Start of DATA LISTING
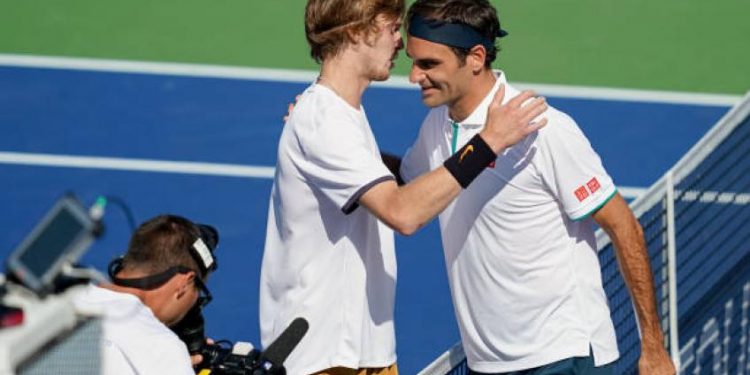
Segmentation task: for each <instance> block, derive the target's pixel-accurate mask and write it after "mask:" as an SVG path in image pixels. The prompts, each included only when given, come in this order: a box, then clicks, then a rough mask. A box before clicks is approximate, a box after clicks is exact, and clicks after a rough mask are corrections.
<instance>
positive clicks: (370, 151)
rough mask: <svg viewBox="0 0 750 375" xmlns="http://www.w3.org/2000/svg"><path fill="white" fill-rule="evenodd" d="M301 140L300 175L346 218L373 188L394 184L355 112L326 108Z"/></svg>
mask: <svg viewBox="0 0 750 375" xmlns="http://www.w3.org/2000/svg"><path fill="white" fill-rule="evenodd" d="M362 116H364V115H363V114H362ZM298 138H299V144H300V149H301V150H302V153H303V155H301V156H302V157H301V160H300V171H301V174H302V175H303V176H304V178H305V179H307V181H308V182H309V183H310V185H311V186H312V187H313V189H315V190H317V191H319V192H321V193H322V194H323V195H325V196H326V197H328V198H329V199H331V200H332V201H333V202H334V204H336V205H337V206H338V207H340V208H341V210H342V211H343V212H344V213H345V214H349V213H351V212H353V211H354V210H355V209H356V208H357V207H358V201H359V198H361V197H362V195H363V194H364V193H366V192H367V191H368V190H369V189H370V188H372V187H373V186H375V185H377V184H379V183H381V182H384V181H387V180H395V177H394V176H393V174H392V173H391V172H390V171H389V170H388V168H387V167H386V166H385V164H383V161H382V159H381V157H380V151H379V150H378V148H377V145H376V144H375V139H374V137H373V136H372V132H371V131H370V128H369V125H367V123H366V120H365V119H364V118H358V117H357V115H355V114H354V113H353V111H345V110H338V111H337V110H335V108H326V109H324V110H322V111H320V112H319V113H318V114H316V118H314V119H313V121H312V126H310V127H308V128H306V129H303V130H301V131H299V132H298Z"/></svg>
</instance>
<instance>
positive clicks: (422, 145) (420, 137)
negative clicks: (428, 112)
mask: <svg viewBox="0 0 750 375" xmlns="http://www.w3.org/2000/svg"><path fill="white" fill-rule="evenodd" d="M436 116H437V111H435V110H432V111H430V113H429V114H428V115H427V117H426V118H425V120H424V122H423V123H422V127H421V128H420V129H419V135H417V139H416V140H415V141H414V144H412V146H411V147H409V149H408V150H407V151H406V155H404V157H403V159H401V169H400V170H399V173H400V174H401V178H402V179H403V180H404V181H405V182H410V181H413V180H414V179H416V178H417V177H419V176H420V175H422V174H424V173H427V172H429V171H430V170H432V168H431V166H430V151H429V150H434V149H435V148H436V147H437V146H438V145H437V140H436V139H434V138H435V134H434V132H435V130H434V129H431V128H430V124H431V123H432V122H433V121H435V117H436Z"/></svg>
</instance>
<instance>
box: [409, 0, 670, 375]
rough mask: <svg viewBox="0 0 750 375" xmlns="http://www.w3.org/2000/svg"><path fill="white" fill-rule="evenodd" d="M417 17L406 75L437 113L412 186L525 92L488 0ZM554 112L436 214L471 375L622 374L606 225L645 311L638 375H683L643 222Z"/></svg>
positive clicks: (584, 146)
mask: <svg viewBox="0 0 750 375" xmlns="http://www.w3.org/2000/svg"><path fill="white" fill-rule="evenodd" d="M406 23H407V28H408V39H407V54H408V55H409V56H410V57H411V58H412V60H413V65H412V69H411V74H410V76H409V79H410V80H411V81H412V82H415V83H418V84H419V86H420V87H421V90H422V101H423V102H424V104H425V105H427V106H428V107H431V108H432V109H431V110H430V112H429V113H428V115H427V117H426V118H425V120H424V123H423V124H422V128H421V130H420V132H419V135H418V138H417V140H416V141H415V143H414V144H413V146H412V147H411V148H410V150H409V151H408V152H407V155H406V156H405V157H404V159H403V162H402V164H401V175H402V176H401V177H403V178H404V180H405V181H415V180H419V179H420V178H421V177H419V176H422V175H424V174H425V173H428V172H429V171H431V170H433V169H434V168H436V167H439V166H440V165H442V164H443V163H444V161H445V160H450V159H451V158H453V157H455V155H456V154H460V153H461V152H462V151H461V150H464V149H465V147H466V146H465V145H466V144H471V142H472V141H471V140H472V139H474V137H475V136H476V134H482V133H483V132H484V131H485V129H486V125H485V124H484V119H485V118H486V117H487V113H488V112H491V111H492V106H493V105H496V104H495V103H493V97H495V93H496V92H499V91H502V90H505V95H504V96H505V98H506V99H505V100H508V99H511V98H514V97H517V96H518V95H522V94H521V93H520V92H519V91H518V90H516V89H515V88H514V87H513V86H511V85H509V84H508V81H507V77H506V75H505V73H504V72H502V71H493V70H492V69H491V64H492V62H493V61H494V60H495V58H496V57H497V54H498V47H497V44H496V38H498V37H502V36H504V35H506V32H505V31H503V30H502V29H501V28H500V24H499V21H498V18H497V14H496V10H495V9H494V8H493V7H492V6H491V5H490V4H489V2H487V1H486V0H417V1H416V2H415V3H414V4H413V5H412V6H411V8H410V9H409V12H408V15H407V22H406ZM512 100H513V99H511V102H512ZM544 116H545V117H546V118H547V119H548V120H549V125H548V126H546V127H545V128H543V129H541V130H540V131H538V132H535V133H533V134H530V135H529V136H527V137H526V138H524V139H523V140H522V141H521V142H519V143H517V144H515V145H514V146H512V147H509V148H505V149H504V150H503V151H502V152H501V154H500V155H499V156H498V157H497V159H496V160H494V161H493V162H491V163H490V165H489V166H488V167H487V168H485V170H484V171H483V172H482V173H481V174H480V175H479V176H478V177H477V178H476V180H475V181H474V182H473V183H472V184H471V186H469V187H467V188H466V189H465V190H463V191H462V192H461V193H460V194H459V195H458V197H457V198H456V199H455V200H454V201H453V202H452V203H450V204H449V205H448V207H447V208H446V209H445V210H444V211H443V212H442V213H441V214H440V216H439V217H440V229H441V234H442V240H443V248H444V252H445V260H446V266H447V269H448V277H449V280H450V286H451V292H452V297H453V302H454V307H455V312H456V316H457V320H458V322H459V327H460V332H461V340H462V343H463V347H464V350H465V352H466V356H467V359H468V365H469V368H470V373H472V374H500V373H502V374H611V373H612V372H613V363H614V362H615V361H616V360H617V358H618V356H619V354H618V350H617V341H616V338H615V330H614V327H613V324H612V320H611V319H610V312H609V308H608V306H607V299H606V296H605V294H604V290H603V288H602V280H601V274H600V266H599V262H598V258H597V251H596V240H595V237H594V230H593V224H594V223H596V224H598V225H599V226H601V227H602V228H603V229H604V230H605V231H606V232H607V234H609V236H610V238H611V239H612V242H613V244H614V246H615V249H616V253H617V258H618V260H619V264H620V267H621V270H622V274H623V276H624V278H625V281H626V283H627V285H628V288H629V290H630V293H631V296H632V299H633V302H634V305H635V310H636V314H637V317H638V321H639V323H640V328H641V337H642V341H641V353H642V354H641V358H640V361H639V370H640V373H641V374H674V372H675V369H674V366H673V365H672V363H671V361H670V359H669V356H668V355H667V352H666V351H665V349H664V346H663V337H662V332H661V329H660V327H659V317H658V315H657V310H656V300H655V297H654V285H653V279H652V274H651V269H650V266H649V259H648V254H647V251H646V247H645V244H644V239H643V233H642V230H641V227H640V225H639V223H638V221H637V220H636V219H635V217H634V216H633V214H632V212H631V211H630V209H629V207H628V205H627V203H626V202H625V201H624V200H623V198H622V197H621V196H620V195H619V194H618V192H617V189H616V187H615V185H614V183H613V181H612V178H611V177H610V176H609V175H608V174H607V172H606V171H605V169H604V167H603V166H602V163H601V160H600V158H599V156H598V155H597V153H596V152H595V151H594V150H593V149H592V147H591V145H590V143H589V141H588V140H587V139H586V137H585V135H584V134H583V133H582V132H581V130H580V129H579V128H578V126H577V125H576V123H575V121H574V120H573V119H572V118H570V117H569V116H568V115H566V114H565V113H562V112H560V111H558V110H557V109H555V108H552V107H550V108H549V109H548V110H547V111H546V112H545V114H544ZM467 142H468V143H467Z"/></svg>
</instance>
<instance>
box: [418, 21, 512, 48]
mask: <svg viewBox="0 0 750 375" xmlns="http://www.w3.org/2000/svg"><path fill="white" fill-rule="evenodd" d="M409 35H411V36H415V37H417V38H420V39H424V40H429V41H430V42H435V43H440V44H445V45H447V46H451V47H458V48H464V49H470V48H472V47H474V46H476V45H478V44H481V45H483V46H484V48H485V49H487V50H488V51H491V50H494V49H495V38H488V37H486V36H483V35H482V34H480V33H479V32H478V31H477V30H476V29H475V28H473V27H471V26H469V25H467V24H464V23H450V22H444V21H438V20H431V19H427V18H424V17H422V16H420V15H418V14H415V15H413V16H412V17H411V19H409ZM506 35H508V32H506V31H505V30H503V29H498V33H497V36H496V37H497V38H502V37H504V36H506Z"/></svg>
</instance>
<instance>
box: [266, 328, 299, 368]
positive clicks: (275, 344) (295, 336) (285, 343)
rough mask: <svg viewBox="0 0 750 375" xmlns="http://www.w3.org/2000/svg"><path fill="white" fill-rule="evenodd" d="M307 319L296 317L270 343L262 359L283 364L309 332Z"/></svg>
mask: <svg viewBox="0 0 750 375" xmlns="http://www.w3.org/2000/svg"><path fill="white" fill-rule="evenodd" d="M309 327H310V326H309V324H308V323H307V320H305V319H304V318H296V319H294V320H293V321H292V323H291V324H290V325H289V327H287V328H286V329H285V330H284V332H282V333H281V335H279V337H278V338H277V339H276V340H275V341H274V342H272V343H271V344H270V345H268V348H267V349H266V350H265V351H264V352H263V354H262V355H261V360H265V361H268V362H270V363H272V364H273V365H275V366H281V364H282V363H284V361H285V360H286V357H288V356H289V354H291V353H292V350H294V348H295V347H296V346H297V344H299V342H300V341H301V340H302V337H303V336H305V334H306V333H307V329H308V328H309Z"/></svg>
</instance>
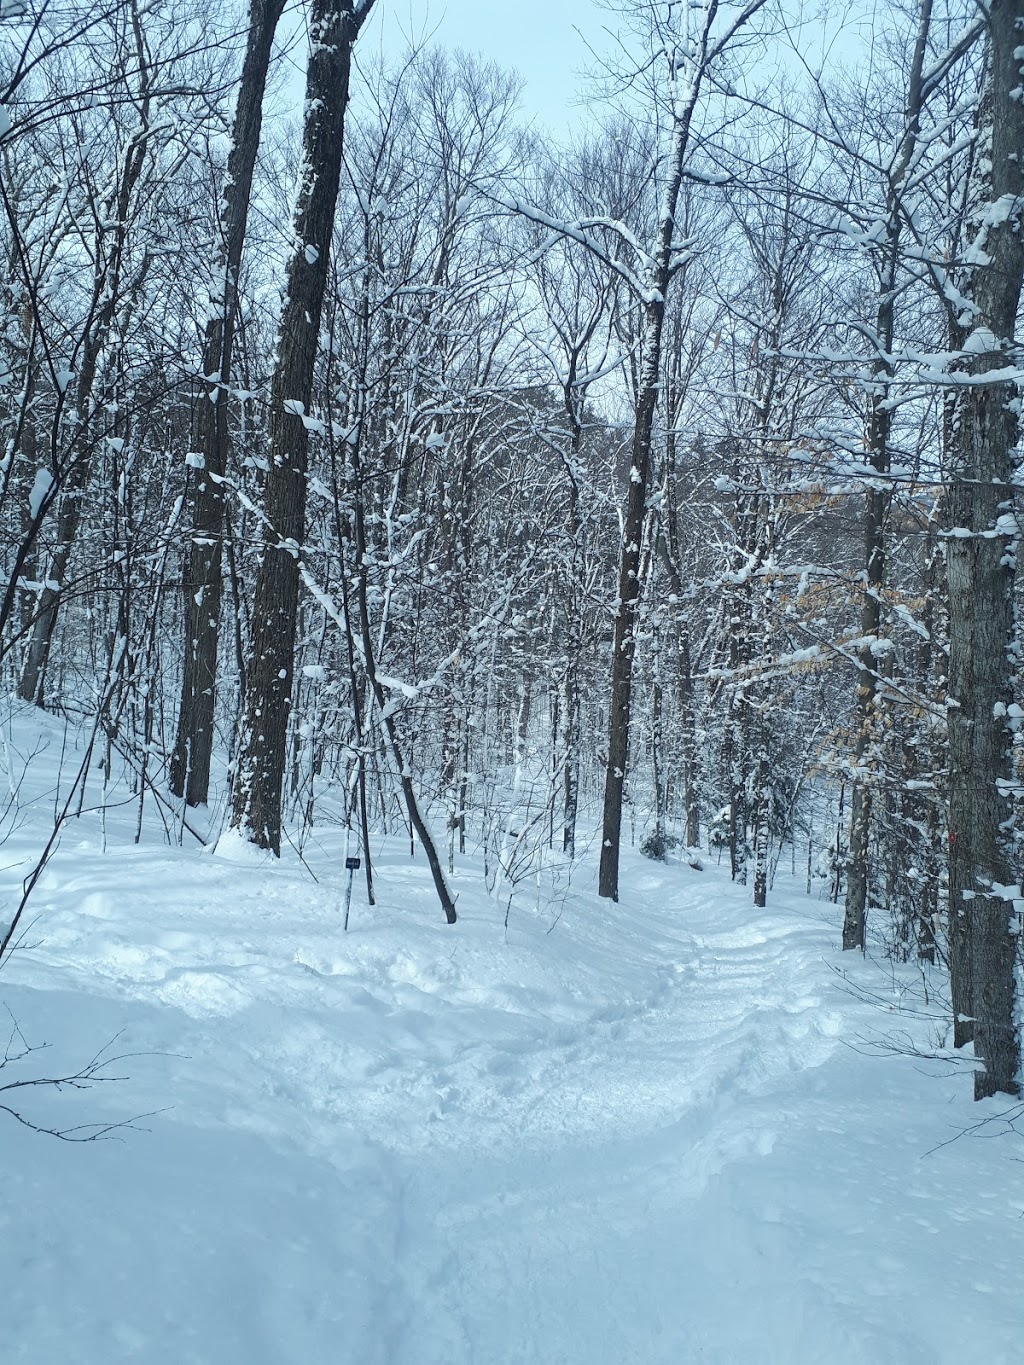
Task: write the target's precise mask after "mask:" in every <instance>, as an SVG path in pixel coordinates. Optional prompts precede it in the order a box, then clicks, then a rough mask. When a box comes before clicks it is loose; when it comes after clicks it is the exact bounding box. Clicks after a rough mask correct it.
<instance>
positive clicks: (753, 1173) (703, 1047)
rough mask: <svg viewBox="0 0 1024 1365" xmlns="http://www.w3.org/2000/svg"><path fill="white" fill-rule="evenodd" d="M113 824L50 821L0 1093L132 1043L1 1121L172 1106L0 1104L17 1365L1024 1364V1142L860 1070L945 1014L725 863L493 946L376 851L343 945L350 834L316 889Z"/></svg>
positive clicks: (511, 933)
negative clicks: (58, 842) (443, 915)
mask: <svg viewBox="0 0 1024 1365" xmlns="http://www.w3.org/2000/svg"><path fill="white" fill-rule="evenodd" d="M60 733H61V732H60V729H59V728H57V726H55V725H49V722H42V721H34V719H31V718H29V719H26V718H20V719H19V721H18V723H16V726H15V732H14V738H15V745H16V749H18V751H19V752H22V753H25V752H29V751H30V749H31V748H33V747H34V743H35V740H34V736H40V737H41V738H42V741H44V743H45V744H48V745H49V747H48V749H46V752H45V753H44V755H41V756H40V758H37V759H35V760H34V762H33V764H31V768H30V773H29V777H27V778H26V781H25V784H23V785H22V790H20V793H19V799H18V815H16V819H14V822H8V823H14V826H15V827H14V829H12V830H11V831H10V834H8V839H7V842H5V845H4V846H3V849H0V861H3V864H4V868H3V874H1V876H3V887H4V893H5V900H4V905H5V909H8V910H10V906H11V904H12V901H14V889H15V887H16V886H18V883H19V880H20V878H22V876H23V875H25V872H26V871H27V865H29V864H27V861H26V860H27V859H30V857H31V856H33V854H34V853H35V852H38V848H40V845H41V841H42V839H44V838H45V833H46V820H48V818H49V815H52V809H53V782H55V777H56V756H57V753H59V751H60ZM74 743H75V737H74V736H72V738H71V744H72V748H74ZM71 758H74V755H71V756H70V759H68V762H70V760H71ZM8 762H10V763H11V766H14V767H15V768H16V767H18V763H16V759H15V758H14V755H8ZM97 781H98V778H97ZM97 794H98V788H97V786H94V785H91V786H90V789H89V796H90V797H96V796H97ZM134 818H135V812H134V809H132V808H131V807H128V805H126V807H123V808H119V809H112V811H109V812H108V818H106V852H102V835H101V822H100V818H98V815H96V814H87V815H83V816H82V819H81V820H72V822H71V823H70V824H68V826H67V829H66V831H64V834H63V839H61V845H60V849H59V852H57V854H56V856H55V857H53V860H52V863H51V864H49V867H48V868H46V871H45V872H44V876H42V879H41V882H40V886H38V887H37V890H35V894H34V897H33V901H31V919H33V927H31V930H30V932H29V935H27V940H29V943H30V945H31V946H30V947H29V949H26V950H23V951H19V953H16V954H15V957H14V960H12V961H10V964H8V965H7V966H5V968H4V971H3V973H0V1002H3V1005H4V1006H7V1007H8V1009H10V1010H11V1013H12V1016H14V1017H15V1018H16V1020H18V1024H19V1025H20V1028H22V1031H23V1033H25V1036H26V1037H27V1040H29V1041H30V1043H37V1041H49V1043H52V1044H53V1046H52V1048H51V1050H49V1051H46V1052H35V1054H33V1055H30V1057H29V1058H26V1059H25V1061H23V1062H20V1063H18V1065H16V1066H15V1065H10V1066H8V1067H5V1069H4V1070H3V1072H1V1073H0V1082H4V1081H10V1080H14V1078H18V1077H25V1078H27V1077H30V1076H31V1074H37V1076H38V1074H56V1073H57V1069H59V1067H61V1066H66V1067H67V1066H71V1067H72V1069H74V1067H75V1066H79V1065H81V1063H82V1062H85V1061H87V1059H89V1058H90V1057H91V1055H93V1052H96V1050H97V1048H98V1047H100V1046H102V1044H104V1043H105V1041H106V1040H108V1039H112V1037H113V1036H115V1035H117V1037H116V1043H115V1044H113V1051H115V1052H131V1054H138V1055H135V1057H132V1058H130V1059H127V1061H124V1062H120V1063H117V1065H116V1066H113V1067H112V1074H117V1076H126V1077H127V1080H124V1081H123V1082H120V1084H111V1085H105V1087H100V1088H94V1089H90V1091H87V1092H82V1093H66V1095H61V1096H48V1095H45V1093H44V1092H40V1091H34V1089H26V1091H20V1092H16V1107H19V1108H22V1110H23V1111H25V1112H30V1114H31V1115H33V1117H34V1118H35V1119H38V1121H40V1122H45V1123H61V1125H68V1123H76V1122H86V1121H117V1119H120V1118H126V1117H131V1115H135V1114H145V1112H150V1111H160V1112H158V1114H154V1117H152V1118H145V1119H141V1121H139V1125H138V1126H139V1127H141V1129H143V1132H127V1133H124V1134H123V1141H101V1143H89V1144H85V1145H71V1144H67V1143H60V1141H56V1140H53V1138H49V1137H44V1136H38V1134H33V1133H29V1132H26V1130H25V1129H23V1127H19V1126H18V1125H16V1123H15V1122H14V1121H12V1119H11V1118H8V1117H5V1115H3V1114H0V1143H3V1148H1V1149H3V1171H4V1179H3V1197H1V1198H0V1284H3V1301H1V1302H0V1339H1V1340H3V1347H1V1350H0V1358H3V1361H4V1362H7V1361H30V1362H33V1365H57V1362H60V1365H94V1362H96V1365H100V1362H102V1365H108V1362H112V1361H123V1360H124V1361H142V1362H147V1365H149V1362H152V1365H188V1362H194V1365H199V1362H202V1365H560V1362H565V1365H624V1362H638V1365H661V1362H664V1365H688V1362H702V1365H823V1362H829V1365H943V1362H949V1365H1020V1361H1021V1360H1024V1332H1023V1331H1021V1328H1024V1306H1023V1305H1024V1299H1023V1298H1021V1294H1020V1286H1019V1282H1017V1275H1019V1272H1020V1265H1021V1263H1023V1257H1021V1252H1023V1250H1024V1166H1023V1164H1021V1163H1020V1159H1021V1156H1024V1138H1021V1137H1019V1136H1017V1134H1016V1133H1014V1132H1012V1130H1008V1127H1006V1125H1005V1123H1001V1122H998V1121H997V1118H995V1117H997V1115H999V1114H1002V1112H1005V1111H1006V1108H1008V1106H1006V1104H1005V1103H999V1102H989V1103H986V1104H984V1106H975V1104H972V1103H971V1099H969V1077H967V1076H965V1074H964V1073H963V1072H961V1073H958V1074H957V1073H956V1069H954V1067H950V1066H946V1065H943V1063H935V1062H927V1061H922V1059H919V1058H913V1057H909V1055H896V1057H881V1058H879V1057H878V1055H868V1054H871V1052H874V1051H877V1048H874V1047H872V1046H871V1040H878V1039H886V1037H892V1036H894V1035H897V1033H898V1035H901V1036H905V1037H908V1039H912V1040H913V1041H915V1043H916V1044H918V1046H919V1047H920V1048H922V1050H928V1048H930V1047H931V1046H933V1044H934V1041H935V1039H934V1036H933V1035H934V1025H933V1024H930V1022H928V1020H927V1018H926V1017H923V1016H927V1013H928V1010H927V1007H922V1001H920V999H919V996H918V995H908V996H902V999H904V1003H905V1002H907V1001H912V1003H913V1006H915V1009H919V1010H920V1013H897V1011H896V1006H897V1005H898V1002H900V999H901V991H900V981H898V980H897V981H889V980H887V977H886V976H885V973H883V972H882V971H881V969H879V968H878V966H874V965H872V964H870V962H867V964H864V962H860V961H849V955H848V957H847V958H844V957H842V954H840V953H838V951H837V912H836V908H834V906H831V905H827V904H823V902H819V901H814V900H807V898H806V897H803V895H800V894H796V893H795V891H789V893H778V894H776V895H774V897H773V904H771V906H770V909H769V910H754V909H751V906H750V901H748V893H747V891H745V890H743V889H736V887H733V886H730V883H729V880H728V876H725V875H724V874H722V872H721V871H720V870H718V868H715V867H714V865H710V867H707V868H706V870H705V871H702V872H696V871H692V870H691V868H688V867H687V865H685V864H670V865H666V867H661V865H657V864H653V863H649V861H644V860H643V859H640V857H639V856H631V857H628V859H627V861H625V865H624V878H623V880H624V887H625V891H624V895H623V901H621V902H620V904H618V905H617V906H612V905H608V904H606V902H601V901H598V900H597V897H595V895H594V894H593V883H594V876H593V868H590V867H588V865H583V867H582V868H580V870H579V871H578V872H576V875H575V879H573V882H572V885H571V886H569V887H565V885H564V883H563V885H561V886H560V889H558V891H557V895H556V897H554V898H550V897H549V895H546V894H538V890H537V887H530V889H528V890H522V889H520V893H519V895H517V898H516V900H515V901H513V904H512V908H511V912H509V916H508V925H505V902H504V901H502V902H501V904H498V902H496V901H493V900H489V898H487V897H486V895H485V894H483V889H482V878H481V872H479V868H478V867H477V865H475V864H474V863H472V860H467V861H466V863H464V864H463V865H461V867H460V870H459V871H457V875H456V878H455V885H456V889H457V891H459V912H460V920H459V923H457V925H455V927H451V928H449V927H448V925H445V923H444V919H442V916H441V913H440V910H438V908H437V905H436V902H434V898H433V893H431V890H430V883H429V879H427V876H426V870H425V863H423V859H422V857H419V859H416V860H410V857H408V850H407V849H404V848H403V846H401V845H399V844H393V845H388V846H385V848H384V850H382V856H381V861H380V864H378V890H380V904H378V905H377V906H375V908H374V909H369V908H367V906H366V904H365V897H363V895H362V894H360V885H359V882H356V891H355V898H354V909H352V924H351V931H350V934H348V935H343V932H341V919H340V902H341V879H343V875H344V874H341V872H340V870H339V853H340V842H337V841H333V842H332V841H326V842H324V844H318V845H315V846H314V845H310V846H307V849H306V856H307V860H309V864H310V867H311V870H313V872H315V875H317V878H318V879H319V880H318V882H314V880H313V879H311V876H310V874H309V872H307V871H306V870H304V868H303V867H302V865H300V864H299V861H298V860H295V859H291V860H285V861H283V863H281V864H274V863H273V861H269V860H268V861H254V860H247V861H244V863H235V861H229V860H225V859H218V857H213V856H209V854H201V853H198V852H197V846H195V845H193V846H191V848H187V846H186V848H184V849H177V848H168V846H167V845H165V844H161V841H160V839H158V837H157V830H158V827H160V826H158V822H156V829H153V830H150V831H149V833H147V837H146V838H145V839H143V842H142V844H141V845H139V846H134V845H132V842H131V839H132V831H134ZM844 972H845V973H847V976H845V979H844V976H842V975H841V973H844ZM913 979H915V977H913V973H908V975H907V977H905V980H907V981H911V983H912V981H913ZM866 991H870V992H872V994H874V995H877V996H878V1003H875V1005H872V1003H870V1002H868V1001H866V999H864V992H866ZM849 1044H856V1046H849ZM3 1100H12V1096H11V1092H8V1093H7V1095H0V1102H3ZM12 1103H14V1100H12ZM990 1118H991V1119H993V1122H990V1123H987V1125H986V1126H983V1127H982V1129H980V1130H976V1132H967V1130H968V1129H971V1127H972V1125H978V1123H979V1121H982V1119H990ZM960 1134H963V1136H960ZM950 1140H952V1141H950ZM943 1144H945V1145H943Z"/></svg>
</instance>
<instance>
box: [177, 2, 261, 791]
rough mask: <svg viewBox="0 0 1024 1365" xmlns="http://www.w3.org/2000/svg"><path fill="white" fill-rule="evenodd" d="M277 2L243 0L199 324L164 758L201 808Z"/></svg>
End of DATA LISTING
ASSIGNMENT: Write out again, unchanged, the stretch of the data from its beginning through the line that contains "140L300 175L346 218L373", including that line. Omit the pictures.

TASK SOLUTION:
Segmentation task: for each <instance> block, derive the target's pixel-accurate mask and write it after "mask:" as an SVG path in image pixels. The prompts, each included only when given, come in this order: a box, then clicks, then a rough mask. A box before clicks is approximate, a box after clicks is exact, and clicks after a rough mask are corrections.
<instance>
positive clicks: (370, 151)
rough mask: <svg viewBox="0 0 750 375" xmlns="http://www.w3.org/2000/svg"><path fill="white" fill-rule="evenodd" d="M301 140L300 175L346 218L373 188L394 184L355 112L326 108Z"/></svg>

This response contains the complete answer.